### 任务目标 A
展示条目中含有字符串“white”的每一行，区分大小写。

### 页面摘录

────────

已于 2025-02-08 11:22:45 修改

阅读量1k

点赞数 15

文章标签：超分辨率重建人工智能图像处理

于 2024-07-02 16:48:51 首次发布

本文链接：https://blog.youkuaiyun.com/m0_52249955/article/details/140126485

版权

把这两组链接分别导入就可以了，这里主要t+数字要更换，还有后面r32.7就是你的l4t系统版本号，输入一个点后的就可以了，不用精确到小版本，比如我32.7.3就输到32.7，不然也是找不到。

引言：记录使用深度学习的方法，使得不清楚失真图像进行超分辨率重建使得不清楚图像变得清晰

代码来着GitHub大佬分析：GitHub - zhengchen1999/DAT: PyTorch code for our ICCV 2023 paper "Dual Aggregation Transformer for Image Super-Resolution"

论文地址：https://arxiv.org/abs/2308.03364

本文主要讲述自己进行安装部署运行的过程，用于debug记录，希望也可以帮助其他小伙伴。

1.代码获取

https://github.com/zhengchen1999/DAT.git

2.环境搭建

这里使用conda搭建python运行环境，注意conda要切换到代码目录

conda create -n DAT python=3.8
conda activate DAT
pip install -r requirements.txt
python setup.py develop

其中pytorch和cuda安装可能有点问题

torch-1.8.0+cu111-cp38-cp38-win_amd64.whl

建议去官网下载：https://download.pytorch.org/whl/torch_stable.html

安装完之后，可能会出现“ImportError: cannot import name ‘packaging‘ from ‘pkg_resources‘‘

降低版本setuptools版本

pip install setuptools==69.5.1

使用项目进行检查环境

python setup.py develop

在环境中测试，是否加载cuda

import torch
device = torch.device('cuda' if torch.cuda.is_available() else 'cpu')

────────

[位置识别条目]

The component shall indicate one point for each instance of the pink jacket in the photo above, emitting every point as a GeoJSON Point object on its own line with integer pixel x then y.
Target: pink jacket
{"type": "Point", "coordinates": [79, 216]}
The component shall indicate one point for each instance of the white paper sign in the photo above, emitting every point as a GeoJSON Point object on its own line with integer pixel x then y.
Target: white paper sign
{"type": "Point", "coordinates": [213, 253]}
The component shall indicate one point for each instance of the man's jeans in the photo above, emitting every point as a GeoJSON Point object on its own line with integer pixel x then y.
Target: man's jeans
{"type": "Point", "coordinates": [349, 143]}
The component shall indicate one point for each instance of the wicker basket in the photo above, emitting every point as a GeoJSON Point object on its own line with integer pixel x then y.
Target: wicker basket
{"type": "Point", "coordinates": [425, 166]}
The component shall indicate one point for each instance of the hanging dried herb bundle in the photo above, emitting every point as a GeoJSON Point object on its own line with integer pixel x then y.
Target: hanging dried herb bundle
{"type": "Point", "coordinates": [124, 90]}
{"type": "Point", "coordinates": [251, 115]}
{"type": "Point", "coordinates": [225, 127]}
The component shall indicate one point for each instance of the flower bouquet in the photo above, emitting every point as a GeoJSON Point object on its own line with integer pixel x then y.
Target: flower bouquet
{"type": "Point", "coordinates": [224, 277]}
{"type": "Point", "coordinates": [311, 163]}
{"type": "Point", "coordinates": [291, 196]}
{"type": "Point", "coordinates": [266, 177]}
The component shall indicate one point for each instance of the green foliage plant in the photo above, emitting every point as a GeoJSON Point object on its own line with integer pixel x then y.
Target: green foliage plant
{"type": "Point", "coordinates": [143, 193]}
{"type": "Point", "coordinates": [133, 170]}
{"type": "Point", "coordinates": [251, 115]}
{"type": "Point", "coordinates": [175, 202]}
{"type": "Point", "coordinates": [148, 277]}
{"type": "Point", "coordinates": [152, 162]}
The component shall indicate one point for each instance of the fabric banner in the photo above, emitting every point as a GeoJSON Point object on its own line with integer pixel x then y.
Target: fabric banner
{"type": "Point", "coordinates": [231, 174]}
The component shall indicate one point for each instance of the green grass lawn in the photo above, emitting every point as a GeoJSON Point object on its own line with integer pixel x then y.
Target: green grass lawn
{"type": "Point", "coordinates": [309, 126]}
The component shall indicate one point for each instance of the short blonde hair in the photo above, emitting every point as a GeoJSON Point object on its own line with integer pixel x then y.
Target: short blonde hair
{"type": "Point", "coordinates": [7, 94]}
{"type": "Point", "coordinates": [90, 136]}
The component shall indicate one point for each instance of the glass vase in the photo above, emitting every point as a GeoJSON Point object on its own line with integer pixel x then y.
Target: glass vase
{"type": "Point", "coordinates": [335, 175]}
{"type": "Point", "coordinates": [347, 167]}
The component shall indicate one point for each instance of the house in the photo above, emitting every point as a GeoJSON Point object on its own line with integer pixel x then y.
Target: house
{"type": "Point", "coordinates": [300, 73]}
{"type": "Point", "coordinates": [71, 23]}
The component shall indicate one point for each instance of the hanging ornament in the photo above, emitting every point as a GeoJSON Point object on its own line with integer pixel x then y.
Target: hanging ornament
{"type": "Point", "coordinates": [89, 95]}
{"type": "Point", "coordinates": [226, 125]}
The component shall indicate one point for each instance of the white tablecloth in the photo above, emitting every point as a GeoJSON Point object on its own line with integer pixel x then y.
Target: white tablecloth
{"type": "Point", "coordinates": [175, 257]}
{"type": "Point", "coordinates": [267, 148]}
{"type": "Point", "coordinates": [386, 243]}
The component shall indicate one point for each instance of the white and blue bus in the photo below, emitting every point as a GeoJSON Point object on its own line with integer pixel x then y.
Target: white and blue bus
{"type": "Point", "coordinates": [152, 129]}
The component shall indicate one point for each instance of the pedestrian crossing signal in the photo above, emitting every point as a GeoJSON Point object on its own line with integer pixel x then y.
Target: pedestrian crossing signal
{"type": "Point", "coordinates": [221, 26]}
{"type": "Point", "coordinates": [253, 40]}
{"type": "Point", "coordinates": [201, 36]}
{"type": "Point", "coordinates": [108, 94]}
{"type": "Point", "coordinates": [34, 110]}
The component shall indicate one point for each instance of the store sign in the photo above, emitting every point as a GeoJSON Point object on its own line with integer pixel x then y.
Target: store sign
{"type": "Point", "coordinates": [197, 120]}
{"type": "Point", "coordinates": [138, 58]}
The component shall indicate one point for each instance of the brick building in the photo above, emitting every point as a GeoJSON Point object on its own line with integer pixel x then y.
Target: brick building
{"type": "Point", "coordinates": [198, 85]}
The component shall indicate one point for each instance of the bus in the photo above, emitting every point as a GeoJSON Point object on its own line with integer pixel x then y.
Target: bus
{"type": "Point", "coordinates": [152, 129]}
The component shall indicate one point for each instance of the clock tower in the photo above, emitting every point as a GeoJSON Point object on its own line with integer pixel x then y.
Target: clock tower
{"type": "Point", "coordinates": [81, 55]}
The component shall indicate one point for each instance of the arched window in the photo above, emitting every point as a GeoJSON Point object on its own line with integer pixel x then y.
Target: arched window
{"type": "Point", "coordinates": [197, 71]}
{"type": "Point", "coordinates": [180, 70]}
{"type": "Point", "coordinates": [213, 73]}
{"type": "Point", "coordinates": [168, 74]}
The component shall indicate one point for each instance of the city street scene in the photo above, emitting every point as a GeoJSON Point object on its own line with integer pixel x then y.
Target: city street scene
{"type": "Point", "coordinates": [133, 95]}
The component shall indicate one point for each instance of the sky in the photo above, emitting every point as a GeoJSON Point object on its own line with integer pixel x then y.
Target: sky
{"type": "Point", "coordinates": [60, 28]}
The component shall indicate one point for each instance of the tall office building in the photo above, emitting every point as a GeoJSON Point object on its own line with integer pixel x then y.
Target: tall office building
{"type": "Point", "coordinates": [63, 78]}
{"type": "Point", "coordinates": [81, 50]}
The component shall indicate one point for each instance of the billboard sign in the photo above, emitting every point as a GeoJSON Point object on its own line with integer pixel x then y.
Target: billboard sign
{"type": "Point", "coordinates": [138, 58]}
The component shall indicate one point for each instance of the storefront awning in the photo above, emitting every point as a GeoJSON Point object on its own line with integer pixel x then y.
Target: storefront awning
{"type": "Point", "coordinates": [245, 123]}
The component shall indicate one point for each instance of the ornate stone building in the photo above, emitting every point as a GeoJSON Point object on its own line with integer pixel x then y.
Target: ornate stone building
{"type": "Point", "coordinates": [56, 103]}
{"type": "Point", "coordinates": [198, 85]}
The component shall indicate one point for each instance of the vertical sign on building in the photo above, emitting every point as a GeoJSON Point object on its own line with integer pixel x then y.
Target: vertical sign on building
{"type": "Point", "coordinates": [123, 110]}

────────

### 任务目标 B
把页面摘录里的这句话译成英文：“本文主要讲述自己进行安装部署运行的过程，用于debug记录，希望也可以帮助其他小伙伴。”

### 解答 A
The component shall indicate one point for each instance of the white paper sign in the photo above, emitting every point as a GeoJSON Point object on its own line with integer pixel x then y.
Target: white paper sign
The component shall indicate one point for each instance of the white tablecloth in the photo above, emitting every point as a GeoJSON Point object on its own line with integer pixel x then y.
Target: white tablecloth
The component shall indicate one point for each instance of the white and blue bus in the photo below, emitting every point as a GeoJSON Point object on its own line with integer pixel x then y.
Target: white and blue bus

### 解答 B
This article mainly describes my own process of installing, deploying, and running it, as a debugging record, and I hope it can also help other folks.